### TASK LIST:
**A)** Duplicate the part of the breastfeeding post that opens with the words containing "I wish I had been told that you" and closes with "by the parent.".
**B)** In the breastfeeding post, list each thing the writer says "I wish" they had been told.
**C)** According to the breastfeeding post, after how many days in hospital did the writer go home?

### EXCERPTED PASSAGE:
==============================
Even when you are totally whacked after a horrendous labour, and they are stitching you up for well over two hours, you can ask to touch the baby and even ask if you can try to BF, while you lie there. Not only watch your DH spend a bit of time with baby before she is whisked of to the Special Care Unit.

It is also fine for you as the mother to tell the hospital - do not offer any formula at all.

Also, that the reason baby is nursing for an hour, then sleeping for three hours all of the time - so six sessions a day - is not a sign of a 'good' baby. It is because she has jaundice and is not waking up properly. She needs to be fed more often, not left to sleep.

She needs breastmilk, not glucose water. I was told, like Catherine, to give her glucose water, and even when we went home after 12 days in hospital, told to buy powdered glucose and make it up, and continue with that for a bit.

I wish I was told to face the baby towards the breast to nurse. I was taught in the hospital to hold the baby facing upwards, touch her cheek to the nipple, to make her turn her head towards the nipple and nurse that way. This no doubt contributed to the sore and cracked nipples I experienced with all three of my babies. My skin, which finds it dificult to tolerate moisture also did not help.

I wish I had been told that you CAN nurse while pregnant. I wish I had been told that tandem nursing is fine.

I probably would have also done CLW with the two older ones if I was aware that you could, and that weaning did not have to be done by the parent.
==============================
### DATA:

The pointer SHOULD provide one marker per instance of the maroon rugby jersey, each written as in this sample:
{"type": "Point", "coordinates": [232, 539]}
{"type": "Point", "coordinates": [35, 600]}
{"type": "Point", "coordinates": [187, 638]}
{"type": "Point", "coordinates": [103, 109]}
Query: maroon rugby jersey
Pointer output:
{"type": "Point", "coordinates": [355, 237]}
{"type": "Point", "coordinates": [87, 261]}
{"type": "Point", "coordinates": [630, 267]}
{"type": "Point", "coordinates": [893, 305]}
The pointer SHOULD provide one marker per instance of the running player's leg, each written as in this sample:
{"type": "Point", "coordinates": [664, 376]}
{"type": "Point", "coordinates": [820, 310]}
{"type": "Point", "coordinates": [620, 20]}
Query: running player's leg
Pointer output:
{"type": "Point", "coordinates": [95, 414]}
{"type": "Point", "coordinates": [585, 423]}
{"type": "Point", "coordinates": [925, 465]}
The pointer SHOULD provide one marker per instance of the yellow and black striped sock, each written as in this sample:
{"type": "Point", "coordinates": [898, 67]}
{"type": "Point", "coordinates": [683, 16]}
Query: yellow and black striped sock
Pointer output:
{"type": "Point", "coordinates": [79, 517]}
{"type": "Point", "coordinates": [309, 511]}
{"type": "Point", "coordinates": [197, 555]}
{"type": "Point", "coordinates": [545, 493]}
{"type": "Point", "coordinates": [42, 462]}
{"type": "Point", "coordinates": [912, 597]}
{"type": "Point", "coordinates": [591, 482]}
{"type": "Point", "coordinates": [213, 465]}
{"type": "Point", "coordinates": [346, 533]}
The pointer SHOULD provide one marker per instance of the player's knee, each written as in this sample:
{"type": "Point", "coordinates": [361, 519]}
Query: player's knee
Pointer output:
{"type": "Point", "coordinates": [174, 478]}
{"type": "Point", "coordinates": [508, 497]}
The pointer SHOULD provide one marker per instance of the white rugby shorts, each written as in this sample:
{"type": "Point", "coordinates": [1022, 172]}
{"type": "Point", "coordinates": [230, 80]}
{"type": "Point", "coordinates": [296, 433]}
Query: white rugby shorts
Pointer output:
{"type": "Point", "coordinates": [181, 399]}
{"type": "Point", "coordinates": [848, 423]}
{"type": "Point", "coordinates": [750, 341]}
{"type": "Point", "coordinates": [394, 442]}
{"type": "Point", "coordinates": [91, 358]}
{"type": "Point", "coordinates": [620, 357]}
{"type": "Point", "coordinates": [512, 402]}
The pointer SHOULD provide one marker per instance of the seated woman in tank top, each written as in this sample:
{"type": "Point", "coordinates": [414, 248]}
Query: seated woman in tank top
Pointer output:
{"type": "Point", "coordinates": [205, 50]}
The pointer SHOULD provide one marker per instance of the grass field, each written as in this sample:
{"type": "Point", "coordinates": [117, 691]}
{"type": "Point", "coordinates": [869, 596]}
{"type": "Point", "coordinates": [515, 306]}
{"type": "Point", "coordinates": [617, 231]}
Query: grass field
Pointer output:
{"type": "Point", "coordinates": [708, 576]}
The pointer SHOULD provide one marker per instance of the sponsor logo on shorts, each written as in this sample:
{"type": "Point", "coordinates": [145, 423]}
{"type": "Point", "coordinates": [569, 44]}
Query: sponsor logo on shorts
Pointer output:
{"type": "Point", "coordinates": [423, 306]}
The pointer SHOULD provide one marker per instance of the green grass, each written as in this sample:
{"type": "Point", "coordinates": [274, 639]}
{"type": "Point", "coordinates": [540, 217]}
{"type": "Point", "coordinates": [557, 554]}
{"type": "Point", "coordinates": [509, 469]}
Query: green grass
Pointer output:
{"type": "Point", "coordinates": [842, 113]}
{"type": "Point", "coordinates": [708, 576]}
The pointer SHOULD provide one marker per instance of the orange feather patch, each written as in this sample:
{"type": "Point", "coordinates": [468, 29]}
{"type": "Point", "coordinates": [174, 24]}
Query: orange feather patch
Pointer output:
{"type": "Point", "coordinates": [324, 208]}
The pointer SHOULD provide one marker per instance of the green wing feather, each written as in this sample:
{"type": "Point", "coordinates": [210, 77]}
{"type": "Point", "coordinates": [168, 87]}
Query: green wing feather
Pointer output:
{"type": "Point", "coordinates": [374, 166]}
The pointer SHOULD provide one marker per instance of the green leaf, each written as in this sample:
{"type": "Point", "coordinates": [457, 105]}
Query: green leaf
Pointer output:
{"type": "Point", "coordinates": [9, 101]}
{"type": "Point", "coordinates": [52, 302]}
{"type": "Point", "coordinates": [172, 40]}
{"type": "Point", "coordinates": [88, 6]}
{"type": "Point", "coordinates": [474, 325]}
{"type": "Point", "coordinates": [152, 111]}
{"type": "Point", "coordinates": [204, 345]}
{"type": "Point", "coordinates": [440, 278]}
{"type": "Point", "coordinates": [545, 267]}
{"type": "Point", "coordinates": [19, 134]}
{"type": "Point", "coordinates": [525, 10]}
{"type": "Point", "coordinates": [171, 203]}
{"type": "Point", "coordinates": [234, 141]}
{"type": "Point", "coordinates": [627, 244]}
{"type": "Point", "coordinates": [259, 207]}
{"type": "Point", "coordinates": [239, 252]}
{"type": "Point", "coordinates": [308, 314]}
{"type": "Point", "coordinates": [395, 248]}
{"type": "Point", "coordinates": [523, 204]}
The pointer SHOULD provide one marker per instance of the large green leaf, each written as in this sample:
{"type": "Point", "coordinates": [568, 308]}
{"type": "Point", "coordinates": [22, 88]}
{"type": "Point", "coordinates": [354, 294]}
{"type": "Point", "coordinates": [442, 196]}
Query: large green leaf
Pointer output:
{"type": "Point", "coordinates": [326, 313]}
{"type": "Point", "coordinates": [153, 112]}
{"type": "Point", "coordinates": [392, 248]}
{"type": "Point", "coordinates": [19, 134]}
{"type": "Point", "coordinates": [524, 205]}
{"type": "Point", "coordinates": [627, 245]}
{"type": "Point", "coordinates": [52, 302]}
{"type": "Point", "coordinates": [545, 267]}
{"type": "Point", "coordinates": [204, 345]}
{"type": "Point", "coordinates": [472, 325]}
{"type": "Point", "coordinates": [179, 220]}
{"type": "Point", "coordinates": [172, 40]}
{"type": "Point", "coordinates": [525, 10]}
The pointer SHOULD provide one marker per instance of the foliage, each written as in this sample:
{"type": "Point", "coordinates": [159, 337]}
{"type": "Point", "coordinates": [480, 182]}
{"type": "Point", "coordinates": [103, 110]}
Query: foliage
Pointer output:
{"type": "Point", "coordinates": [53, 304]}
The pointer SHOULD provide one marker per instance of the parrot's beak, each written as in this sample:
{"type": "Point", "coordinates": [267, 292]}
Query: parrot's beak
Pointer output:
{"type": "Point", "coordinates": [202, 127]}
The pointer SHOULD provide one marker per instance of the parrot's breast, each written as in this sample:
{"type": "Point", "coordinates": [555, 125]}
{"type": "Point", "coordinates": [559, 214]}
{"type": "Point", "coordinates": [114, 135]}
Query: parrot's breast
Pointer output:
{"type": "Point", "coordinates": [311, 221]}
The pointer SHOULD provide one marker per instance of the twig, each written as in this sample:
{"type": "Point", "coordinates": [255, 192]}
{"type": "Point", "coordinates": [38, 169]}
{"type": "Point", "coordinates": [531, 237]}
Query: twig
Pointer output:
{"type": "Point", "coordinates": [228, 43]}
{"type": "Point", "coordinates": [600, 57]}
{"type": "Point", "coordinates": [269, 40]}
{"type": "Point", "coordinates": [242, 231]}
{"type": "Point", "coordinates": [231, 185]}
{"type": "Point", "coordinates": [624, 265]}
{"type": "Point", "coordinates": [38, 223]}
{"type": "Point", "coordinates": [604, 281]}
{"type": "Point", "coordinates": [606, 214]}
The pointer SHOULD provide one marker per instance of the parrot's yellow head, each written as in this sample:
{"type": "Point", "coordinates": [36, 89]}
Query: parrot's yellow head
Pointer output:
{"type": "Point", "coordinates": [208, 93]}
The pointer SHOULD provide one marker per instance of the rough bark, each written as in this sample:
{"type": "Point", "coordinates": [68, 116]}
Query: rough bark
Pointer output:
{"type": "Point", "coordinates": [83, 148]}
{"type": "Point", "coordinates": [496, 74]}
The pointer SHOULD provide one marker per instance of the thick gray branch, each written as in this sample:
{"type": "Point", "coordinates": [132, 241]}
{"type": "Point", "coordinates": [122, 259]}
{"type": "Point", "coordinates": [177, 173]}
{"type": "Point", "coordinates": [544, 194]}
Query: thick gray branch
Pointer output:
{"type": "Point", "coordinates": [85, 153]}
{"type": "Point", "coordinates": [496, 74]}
==============================
### RESULTS:
**A)**
I wish I had been told that you CAN nurse while pregnant. I wish I had been told that tandem nursing is fine.

I probably would have also done CLW with the two older ones if I was aware that you could, and that weaning did not have to be done by the parent.

**B)**
- To face the baby towards the breast to nurse
- That you can nurse while pregnant
- That tandem nursing is fine

**C)** 12 days.